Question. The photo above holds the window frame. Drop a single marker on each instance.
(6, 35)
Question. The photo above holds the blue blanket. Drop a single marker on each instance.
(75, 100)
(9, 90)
____
## TASK DETAILS
Each line of the listing must appear in the answer exactly as above.

## ANSWER SECTION
Question. The photo above holds the window frame. Drop a single marker on each instance.
(6, 35)
Question. The photo above holds the blue blanket. Drop a single marker on each instance.
(75, 100)
(9, 90)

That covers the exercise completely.